## Page extract

****************************************

Re: shutdown Observer

Jai Bheemsen Rao Dhanwada
If there is packet loss, does increasing the initLimit value help?

ref: http://efod.se/blog/archive/2013/02/09/zookeeper-initlimit

Any thoughts?

On Thu, Mar 9, 2017 at 10:12 AM, Dan Benediktson <
[hidden email]> wrote:

> It's also likely you have a fair bit of packet loss between your
> datacenters, unless you know you have a solid network between them. If your
> observers are falling offline "randomly", packet loss is a pretty likely
> culprit.
>
> On Thu, Mar 9, 2017 at 9:54 AM, Michael Han <[hidden email]> wrote:
>
> > The log indicates that your server socket on observer timed out after
> > syncing with leader. It could simply because that the latency between
> your
> > DCs exceeds the socket timeout configuration ZK uses. The timeout is
> > calculated as tickTime * syncLimit so you might want tweak these values
> to
> > fit the latency between your DCs.

****************************************

## Collected material
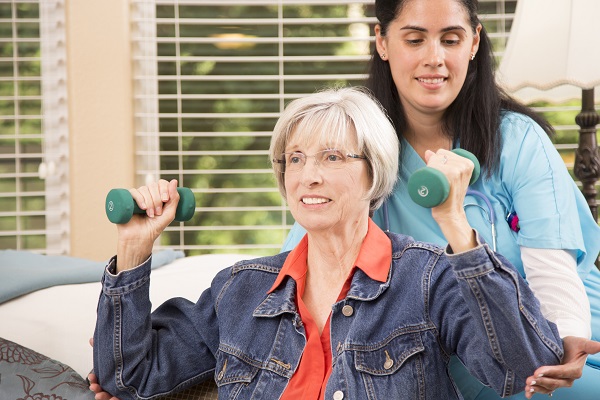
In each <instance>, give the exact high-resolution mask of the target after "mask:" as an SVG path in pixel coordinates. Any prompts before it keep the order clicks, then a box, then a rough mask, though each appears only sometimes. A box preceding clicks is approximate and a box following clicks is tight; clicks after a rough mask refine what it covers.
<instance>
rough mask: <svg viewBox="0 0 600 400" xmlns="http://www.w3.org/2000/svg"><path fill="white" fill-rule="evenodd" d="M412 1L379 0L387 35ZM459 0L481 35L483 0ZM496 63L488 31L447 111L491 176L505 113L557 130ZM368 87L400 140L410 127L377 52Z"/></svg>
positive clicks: (462, 140)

****************************************

## Tasks for this exercise
[1] According to the forum thread, how is the socket timeout that ZooKeeper uses calculated?
[2] Reproduce the passage of the forum thread that opens with the words "Re: shutdown Observer" and closes with "Any thoughts?", changing "packet loss" to "dropped packets" wherever it occurs.

## Per-task answers
[1] It is calculated as tickTime * syncLimit.

[2]
Re: shutdown Observer

Jai Bheemsen Rao Dhanwada
If there is dropped packets, does increasing the initLimit value help?

ref: http://efod.se/blog/archive/2013/02/09/zookeeper-initlimit

Any thoughts?